指示 1:
プロジェクタに関する文書について、次の問いに答えてください。
(a) 短焦点プロジェクタ20は、ラック29のどこにどのように設置されるか。
(b) 特許文献1として挙げられている公報は何か。
(c) 先行技術で、テレビ等の映像機器を出窓とは異なる場所に設置した時、鑑賞者は何を変える必要があったか。
指示 2: プロジェクタに関する文書を、最後の文の後から書き継いでください。

説明

映像機器ラック一体型プロジェクタ

【課題】投射型映像表示装置と映像機器との鑑賞方向を揃えることが出来ると共に、夫々の設置空間を少なくすることが出来る装置を提供することを課題とする。
【解決手段】映像機器38を設置するラック29と、ラック29の液晶テレビ設置場所32の天面に水平設置され、ラック29の前面へ映像を投射する短焦点プロジェクタ20と、短焦点プロジェクタ20から前面に投射された映像を投影可能にラック29の前面に配置されていると共に収納自在なスクリーン34と、を備えている。

【発明の詳細な説明】
【技術分野】
【0001】
本願発明は光源からの光を入力映像信号に基づき変調して、投射レンズを介して映像を投射するプロジェクタ等の投射型映像表示装置及び、映像機器ラック、収納自在なスクリーンを具備した映像機器ラック一体型プロジェクタに関するものである。
【背景技術】
【0002】
この種の投射型映像表示装置は、例えば図6に示すような出窓部分1に配置されるプロジェクタ4と、該プロジェクタ4からの投射光を反射する反射手段5と、昇降可能であり、上昇位置で前記反射手段からの投射光を裏側に投射するスクリーン7とを具えた特許文献1記載の構成が知られている。
【特許文献1】特開平5−66471号公報
【発明の開示】
【発明が解決しようとする課題】
【0003】
前記先行技術の投射型映像表示装置は、出窓部分に投射型映像表示装置が組込設置されており、テレビ等の映像機器を出窓とは異なる場所に設置した時には鑑賞者が投射型映像表示装置の映像と映像機器の映像を鑑賞する方向を夫々変える必要があった。

記録抜粋:
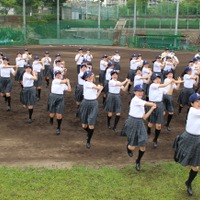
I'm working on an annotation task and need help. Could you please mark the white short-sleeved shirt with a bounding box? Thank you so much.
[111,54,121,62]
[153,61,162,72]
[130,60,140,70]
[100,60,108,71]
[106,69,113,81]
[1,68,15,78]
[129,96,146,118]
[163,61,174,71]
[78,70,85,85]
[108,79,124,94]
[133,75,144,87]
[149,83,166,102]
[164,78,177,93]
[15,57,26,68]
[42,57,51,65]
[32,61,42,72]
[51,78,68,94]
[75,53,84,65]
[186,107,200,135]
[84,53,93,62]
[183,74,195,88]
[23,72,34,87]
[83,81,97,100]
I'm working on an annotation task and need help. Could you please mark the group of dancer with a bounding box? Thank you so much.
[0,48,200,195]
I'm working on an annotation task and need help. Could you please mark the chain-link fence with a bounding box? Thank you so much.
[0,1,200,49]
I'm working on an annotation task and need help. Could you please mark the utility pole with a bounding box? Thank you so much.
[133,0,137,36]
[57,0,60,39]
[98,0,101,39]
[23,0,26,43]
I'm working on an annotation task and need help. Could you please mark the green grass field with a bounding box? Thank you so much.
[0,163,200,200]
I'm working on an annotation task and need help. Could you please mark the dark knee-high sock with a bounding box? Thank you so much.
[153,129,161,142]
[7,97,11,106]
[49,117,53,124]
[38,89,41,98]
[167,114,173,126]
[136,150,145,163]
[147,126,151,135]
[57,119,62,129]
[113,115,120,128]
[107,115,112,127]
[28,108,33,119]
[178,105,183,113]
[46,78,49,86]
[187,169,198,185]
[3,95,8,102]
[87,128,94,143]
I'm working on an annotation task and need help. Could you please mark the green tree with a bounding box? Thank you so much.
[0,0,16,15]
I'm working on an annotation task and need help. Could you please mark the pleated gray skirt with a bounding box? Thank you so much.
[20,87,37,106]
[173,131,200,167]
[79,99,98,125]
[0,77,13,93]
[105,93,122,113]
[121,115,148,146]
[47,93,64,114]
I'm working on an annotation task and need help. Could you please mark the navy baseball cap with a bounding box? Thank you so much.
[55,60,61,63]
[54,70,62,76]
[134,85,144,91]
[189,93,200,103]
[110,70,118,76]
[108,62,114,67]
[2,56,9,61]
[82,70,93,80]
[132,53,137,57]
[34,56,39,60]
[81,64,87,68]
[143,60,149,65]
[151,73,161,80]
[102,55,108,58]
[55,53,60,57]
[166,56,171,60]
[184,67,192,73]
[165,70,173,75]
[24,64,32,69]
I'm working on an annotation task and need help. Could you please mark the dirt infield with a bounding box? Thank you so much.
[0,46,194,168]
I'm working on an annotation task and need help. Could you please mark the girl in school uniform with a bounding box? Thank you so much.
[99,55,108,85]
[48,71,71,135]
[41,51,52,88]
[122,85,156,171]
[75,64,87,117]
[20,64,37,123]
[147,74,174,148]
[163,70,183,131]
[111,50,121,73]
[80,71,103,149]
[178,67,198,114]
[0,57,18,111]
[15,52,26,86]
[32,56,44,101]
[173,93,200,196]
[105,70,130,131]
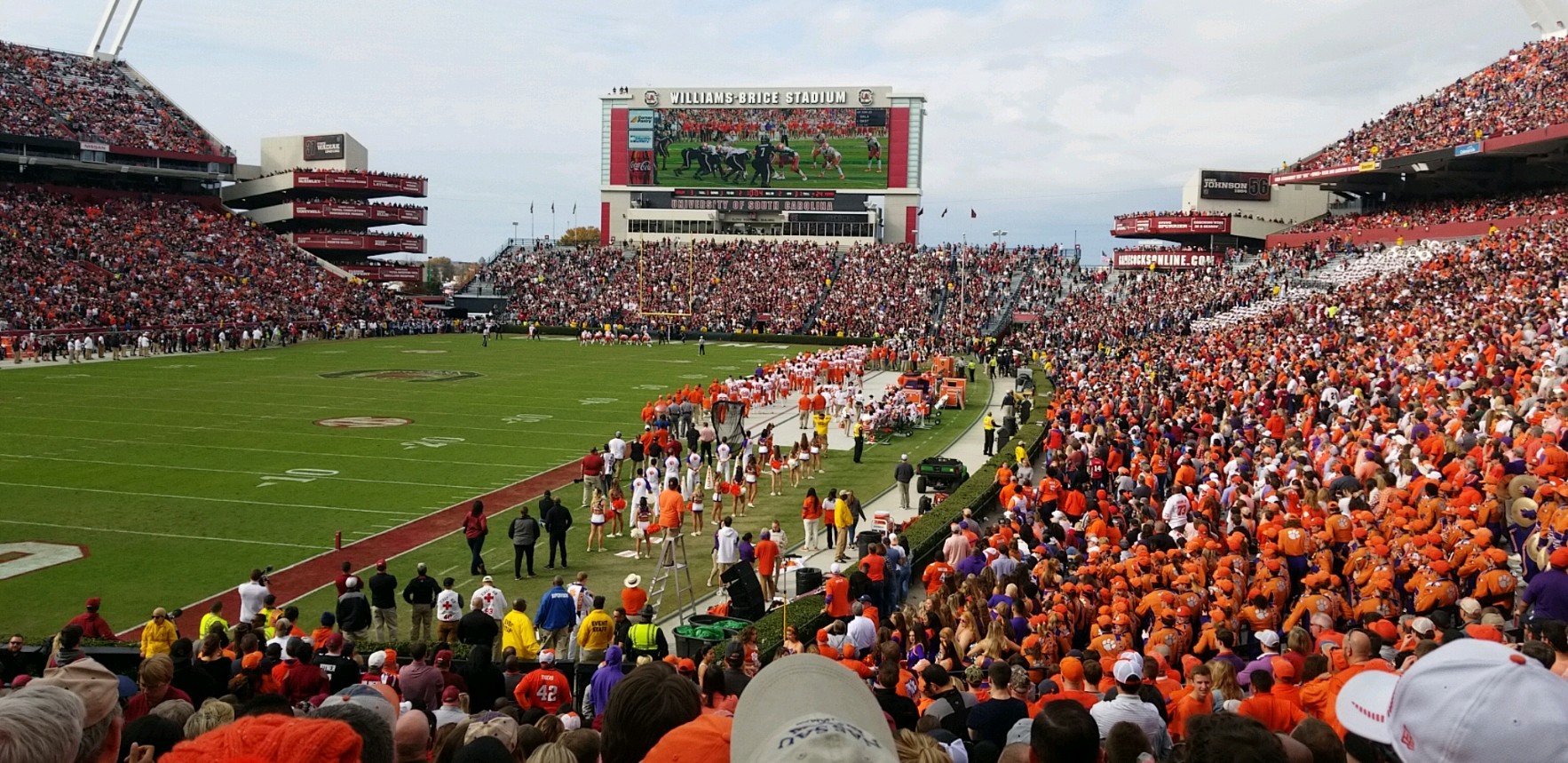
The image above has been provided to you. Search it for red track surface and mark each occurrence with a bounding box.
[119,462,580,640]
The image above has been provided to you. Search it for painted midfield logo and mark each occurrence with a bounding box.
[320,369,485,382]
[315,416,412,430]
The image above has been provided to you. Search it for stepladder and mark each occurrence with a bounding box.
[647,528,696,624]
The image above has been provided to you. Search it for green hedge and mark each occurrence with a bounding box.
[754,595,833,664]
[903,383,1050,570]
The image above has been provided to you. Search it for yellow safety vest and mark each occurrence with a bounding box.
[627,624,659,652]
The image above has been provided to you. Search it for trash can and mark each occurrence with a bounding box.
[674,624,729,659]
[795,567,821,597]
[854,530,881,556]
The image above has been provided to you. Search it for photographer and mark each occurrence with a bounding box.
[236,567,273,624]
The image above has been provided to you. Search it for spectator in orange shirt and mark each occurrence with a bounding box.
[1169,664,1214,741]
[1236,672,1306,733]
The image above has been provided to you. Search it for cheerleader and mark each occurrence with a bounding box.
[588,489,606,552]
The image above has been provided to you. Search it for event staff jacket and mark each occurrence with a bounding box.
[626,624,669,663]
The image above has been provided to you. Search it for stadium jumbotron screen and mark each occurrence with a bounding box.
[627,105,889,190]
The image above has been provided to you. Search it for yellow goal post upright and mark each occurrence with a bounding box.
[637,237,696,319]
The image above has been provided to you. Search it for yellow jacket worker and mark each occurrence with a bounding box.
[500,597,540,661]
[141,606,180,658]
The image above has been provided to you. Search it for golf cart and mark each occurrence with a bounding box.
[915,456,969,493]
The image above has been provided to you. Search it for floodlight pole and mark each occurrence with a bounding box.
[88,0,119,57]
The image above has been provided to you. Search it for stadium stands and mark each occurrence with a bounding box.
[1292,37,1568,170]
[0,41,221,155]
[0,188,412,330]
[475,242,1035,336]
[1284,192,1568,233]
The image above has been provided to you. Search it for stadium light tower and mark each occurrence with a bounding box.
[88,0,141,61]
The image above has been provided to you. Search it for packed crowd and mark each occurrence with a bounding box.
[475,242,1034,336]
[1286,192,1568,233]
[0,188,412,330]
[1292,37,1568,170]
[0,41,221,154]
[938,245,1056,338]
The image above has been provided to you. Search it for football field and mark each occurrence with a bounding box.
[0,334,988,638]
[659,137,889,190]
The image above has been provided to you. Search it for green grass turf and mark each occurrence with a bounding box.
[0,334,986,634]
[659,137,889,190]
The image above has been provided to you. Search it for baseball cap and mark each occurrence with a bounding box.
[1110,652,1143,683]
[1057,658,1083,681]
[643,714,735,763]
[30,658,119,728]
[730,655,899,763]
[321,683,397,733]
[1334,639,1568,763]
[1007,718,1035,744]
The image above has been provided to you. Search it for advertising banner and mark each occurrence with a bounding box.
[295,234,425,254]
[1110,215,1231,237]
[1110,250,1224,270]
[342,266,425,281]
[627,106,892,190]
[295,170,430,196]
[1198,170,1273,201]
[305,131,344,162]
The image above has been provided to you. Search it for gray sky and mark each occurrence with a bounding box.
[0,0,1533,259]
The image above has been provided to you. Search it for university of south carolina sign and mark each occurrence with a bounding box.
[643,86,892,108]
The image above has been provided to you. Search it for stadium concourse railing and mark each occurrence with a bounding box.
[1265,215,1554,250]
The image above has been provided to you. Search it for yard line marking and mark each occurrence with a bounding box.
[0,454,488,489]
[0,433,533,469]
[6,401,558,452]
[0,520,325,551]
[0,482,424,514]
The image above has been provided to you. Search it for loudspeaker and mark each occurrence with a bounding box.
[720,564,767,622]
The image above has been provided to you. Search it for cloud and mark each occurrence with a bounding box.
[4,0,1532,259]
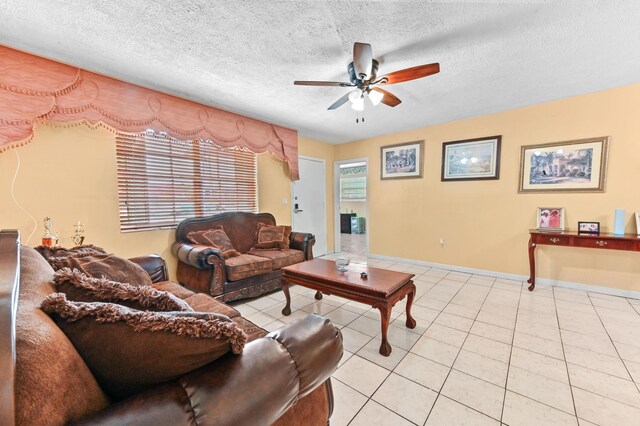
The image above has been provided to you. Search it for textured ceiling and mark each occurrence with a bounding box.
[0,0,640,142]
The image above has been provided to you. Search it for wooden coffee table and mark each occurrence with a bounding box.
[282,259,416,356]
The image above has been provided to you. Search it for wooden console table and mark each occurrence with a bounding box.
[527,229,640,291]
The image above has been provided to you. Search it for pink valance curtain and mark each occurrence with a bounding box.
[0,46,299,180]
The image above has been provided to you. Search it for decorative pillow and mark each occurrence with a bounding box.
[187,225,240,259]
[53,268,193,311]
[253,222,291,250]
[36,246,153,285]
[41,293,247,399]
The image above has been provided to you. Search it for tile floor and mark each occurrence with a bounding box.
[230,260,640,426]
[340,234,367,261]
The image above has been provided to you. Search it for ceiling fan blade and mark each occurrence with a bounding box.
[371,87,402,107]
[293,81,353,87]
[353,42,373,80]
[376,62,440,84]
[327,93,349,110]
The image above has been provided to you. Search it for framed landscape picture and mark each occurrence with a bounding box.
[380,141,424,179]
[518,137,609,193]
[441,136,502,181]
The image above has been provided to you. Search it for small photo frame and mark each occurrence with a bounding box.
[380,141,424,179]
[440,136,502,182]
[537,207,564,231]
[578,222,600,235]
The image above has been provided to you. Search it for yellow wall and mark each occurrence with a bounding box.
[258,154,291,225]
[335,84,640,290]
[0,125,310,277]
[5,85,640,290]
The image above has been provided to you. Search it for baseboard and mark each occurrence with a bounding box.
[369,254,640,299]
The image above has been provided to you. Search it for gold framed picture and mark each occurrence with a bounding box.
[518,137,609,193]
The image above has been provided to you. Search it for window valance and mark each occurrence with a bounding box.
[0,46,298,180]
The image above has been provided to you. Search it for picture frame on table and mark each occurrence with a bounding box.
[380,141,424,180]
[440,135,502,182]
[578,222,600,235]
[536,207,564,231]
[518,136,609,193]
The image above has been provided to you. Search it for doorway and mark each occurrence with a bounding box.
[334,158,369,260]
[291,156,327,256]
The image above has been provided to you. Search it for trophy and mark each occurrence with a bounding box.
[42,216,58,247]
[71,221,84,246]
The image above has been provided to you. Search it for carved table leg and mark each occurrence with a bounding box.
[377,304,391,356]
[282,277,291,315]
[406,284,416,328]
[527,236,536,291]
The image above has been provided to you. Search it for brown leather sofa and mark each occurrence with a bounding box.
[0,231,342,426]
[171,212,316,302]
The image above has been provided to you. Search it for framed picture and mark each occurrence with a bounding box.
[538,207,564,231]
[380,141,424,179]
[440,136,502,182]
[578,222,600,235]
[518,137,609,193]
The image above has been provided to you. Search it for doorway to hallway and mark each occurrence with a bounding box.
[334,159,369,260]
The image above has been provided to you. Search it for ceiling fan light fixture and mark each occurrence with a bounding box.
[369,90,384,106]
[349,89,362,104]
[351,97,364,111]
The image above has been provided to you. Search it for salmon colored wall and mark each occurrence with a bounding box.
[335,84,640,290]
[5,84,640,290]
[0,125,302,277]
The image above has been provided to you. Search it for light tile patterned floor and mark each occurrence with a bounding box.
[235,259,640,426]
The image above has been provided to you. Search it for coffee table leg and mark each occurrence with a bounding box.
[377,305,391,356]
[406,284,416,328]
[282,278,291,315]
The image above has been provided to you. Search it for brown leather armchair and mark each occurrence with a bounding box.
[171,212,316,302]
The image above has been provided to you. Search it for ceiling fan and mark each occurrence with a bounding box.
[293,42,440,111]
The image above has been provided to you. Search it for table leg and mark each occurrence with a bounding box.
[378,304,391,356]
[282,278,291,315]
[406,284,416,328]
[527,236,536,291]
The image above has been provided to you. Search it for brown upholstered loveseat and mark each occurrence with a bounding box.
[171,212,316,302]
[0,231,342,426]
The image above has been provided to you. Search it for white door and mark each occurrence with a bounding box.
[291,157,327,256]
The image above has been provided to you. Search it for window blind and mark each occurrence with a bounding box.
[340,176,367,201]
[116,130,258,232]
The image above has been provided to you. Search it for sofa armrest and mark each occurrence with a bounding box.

回答 1:
(a) ラック29の液晶テレビ設置場所32の天面に、水平に設置される。
(b) 特開平5−66471号公報である。
(c) 投射型映像表示装置の映像と映像機器の映像を鑑賞する方向を、それぞれ変える必要があった。

回答 2:
【0004】
そこで、映像機器を出窓部分に設置すると、映像機器が出窓風景を鑑賞することの妨げとなる為、映像機器を設置する場所として別の設置空間が必要となる。
【課題を解決するための手段】
【0005】
上記課題を解決する為の第1の手段は、映像機器ラックの天面側に配置され前記ラックの前方に映像を投射する短焦点の投射型映像表示装置と、該投射型映像表示装置から投射された映像が投射可能となる投影位置と収納されて投影不能となる収納位置間で変位可能なスクリーンと、前記投射型映像表示装置の下方にあり、映像表示面を前方に向けた状態で映像機器を収納可能な収納部を備える映像機器ラック一体型プロジェクタであり、前記スクリーンが前記投影位置にある場合に、前記収納部は前記スクリーンにより非露出状態となり、前記収納位置にある場合に前記収納部は露出状態となることによるものである。
【0006】
第2の手段は、映像機器ラックの天面側に配置された投射型映像表示装置と、該投射型映像表示装置の投射レンズからの投射光を屈曲反射させて映像機器ラックの前面へ映像を投射する反射鏡と、前記反射鏡から反射された映像が投射可能となる投影位置と収納されて投影不能となる収納位置間で変位可能なスクリーンと、前記投射型映像表示装置の下方にあり、映像表示面を前方に向けた状態で映像機器を収納可能な収納部を備える映像機器ラック一体型プロジェクタであり、前記スクリーンが前記投影位置にある場合に、前記収納部は前記スクリーンにより非露出状態となり、前記収納位置にある場合に前記収納部は露出状態となることによるものである。
【0007】
また、短焦点の投射型映像表示装置または投射型映像表示装置や映像機器のケーブル類を映像機器ラックの内外へ引き回すための複数のケーブル通し穴を備えていても良いものである。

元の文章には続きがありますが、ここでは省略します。